▶ SHORT PROBLEM
Reproduce the stretch from the line containing "[point] covered shelter" through the end of the items, replacing "wooden post" with "timber post" wherever it occurs and leaving everything else unchanged.

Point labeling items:
------------------------

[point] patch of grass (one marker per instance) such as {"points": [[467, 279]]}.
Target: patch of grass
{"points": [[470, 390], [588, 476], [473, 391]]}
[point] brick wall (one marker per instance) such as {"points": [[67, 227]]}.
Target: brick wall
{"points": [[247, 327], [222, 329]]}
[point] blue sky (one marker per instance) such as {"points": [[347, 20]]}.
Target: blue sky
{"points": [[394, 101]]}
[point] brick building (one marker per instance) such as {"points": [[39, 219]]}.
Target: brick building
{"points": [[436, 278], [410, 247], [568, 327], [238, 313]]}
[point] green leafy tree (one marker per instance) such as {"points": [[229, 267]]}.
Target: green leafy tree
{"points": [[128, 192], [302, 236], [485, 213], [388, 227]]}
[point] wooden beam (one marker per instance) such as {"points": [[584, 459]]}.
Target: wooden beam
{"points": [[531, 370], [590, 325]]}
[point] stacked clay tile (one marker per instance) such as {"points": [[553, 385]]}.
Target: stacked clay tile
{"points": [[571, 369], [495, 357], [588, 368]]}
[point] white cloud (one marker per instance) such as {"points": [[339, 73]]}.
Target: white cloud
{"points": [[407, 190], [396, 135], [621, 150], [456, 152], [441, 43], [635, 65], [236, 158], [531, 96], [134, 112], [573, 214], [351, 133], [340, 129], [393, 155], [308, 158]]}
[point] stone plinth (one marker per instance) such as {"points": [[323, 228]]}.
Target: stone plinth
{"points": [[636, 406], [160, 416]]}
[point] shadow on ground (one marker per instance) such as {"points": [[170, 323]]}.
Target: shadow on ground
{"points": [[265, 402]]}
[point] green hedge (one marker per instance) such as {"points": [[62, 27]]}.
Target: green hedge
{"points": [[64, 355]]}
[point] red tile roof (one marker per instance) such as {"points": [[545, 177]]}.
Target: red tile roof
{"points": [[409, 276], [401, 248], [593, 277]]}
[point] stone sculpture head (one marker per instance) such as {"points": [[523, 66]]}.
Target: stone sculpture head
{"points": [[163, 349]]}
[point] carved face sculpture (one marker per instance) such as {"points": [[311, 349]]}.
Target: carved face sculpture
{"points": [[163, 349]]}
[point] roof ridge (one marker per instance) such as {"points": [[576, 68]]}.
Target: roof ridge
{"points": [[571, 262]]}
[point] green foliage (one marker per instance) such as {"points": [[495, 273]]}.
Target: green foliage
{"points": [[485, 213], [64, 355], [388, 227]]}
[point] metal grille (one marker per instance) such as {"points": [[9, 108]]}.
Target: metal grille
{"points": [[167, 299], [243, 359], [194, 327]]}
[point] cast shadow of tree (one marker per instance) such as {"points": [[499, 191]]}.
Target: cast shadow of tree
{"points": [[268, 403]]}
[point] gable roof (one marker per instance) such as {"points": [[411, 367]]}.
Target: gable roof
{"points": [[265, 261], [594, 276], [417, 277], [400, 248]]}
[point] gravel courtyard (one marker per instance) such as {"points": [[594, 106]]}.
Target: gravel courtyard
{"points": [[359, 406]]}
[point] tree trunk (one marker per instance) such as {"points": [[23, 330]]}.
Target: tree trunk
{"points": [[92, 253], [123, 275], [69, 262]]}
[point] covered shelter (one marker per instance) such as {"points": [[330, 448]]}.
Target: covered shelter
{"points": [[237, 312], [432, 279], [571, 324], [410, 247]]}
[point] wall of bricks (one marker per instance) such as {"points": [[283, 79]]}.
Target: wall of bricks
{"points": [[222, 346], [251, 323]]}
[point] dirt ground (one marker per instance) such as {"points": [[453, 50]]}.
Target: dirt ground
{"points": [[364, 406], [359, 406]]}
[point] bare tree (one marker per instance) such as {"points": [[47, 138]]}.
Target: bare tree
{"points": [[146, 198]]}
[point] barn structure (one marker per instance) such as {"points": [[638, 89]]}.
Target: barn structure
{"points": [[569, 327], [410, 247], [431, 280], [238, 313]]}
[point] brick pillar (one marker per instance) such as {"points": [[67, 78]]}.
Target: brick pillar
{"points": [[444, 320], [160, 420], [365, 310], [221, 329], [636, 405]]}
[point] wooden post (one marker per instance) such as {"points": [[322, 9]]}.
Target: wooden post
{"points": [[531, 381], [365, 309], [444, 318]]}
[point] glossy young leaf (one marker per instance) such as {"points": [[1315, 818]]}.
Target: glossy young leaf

------------------------

▶ SOLUTION FOR THIS PROBLEM
[point] covered shelter (one marker per instance) such as {"points": [[330, 448]]}.
Target: covered shelter
{"points": [[237, 312], [432, 279], [571, 324], [410, 247]]}
[point] wall of bricks (one marker per instance) such as {"points": [[283, 79]]}.
Target: wall of bricks
{"points": [[222, 346], [251, 323]]}
[point] dirt ground (one marker per instance) such as {"points": [[453, 50]]}.
Target: dirt ground
{"points": [[364, 406], [359, 406]]}
[point] bare tree (one marker per instance) such as {"points": [[47, 138]]}.
Target: bare tree
{"points": [[146, 198]]}
[point] barn structure (one marker per instance) such as {"points": [[638, 89]]}.
Target: barn structure
{"points": [[569, 327], [410, 247], [431, 280], [238, 313]]}
[point] brick pillar (one marker per instance) such as {"points": [[67, 78]]}.
Target: brick pillar
{"points": [[444, 320], [160, 420], [365, 310], [221, 329], [636, 405]]}
[point] timber post (one marker per instance) such as {"points": [[322, 9]]}.
Target: timber post
{"points": [[531, 381], [365, 309], [444, 318]]}
[point] glossy young leaf (one marker per instance) such as {"points": [[1315, 818]]}.
Target: glossy young leaf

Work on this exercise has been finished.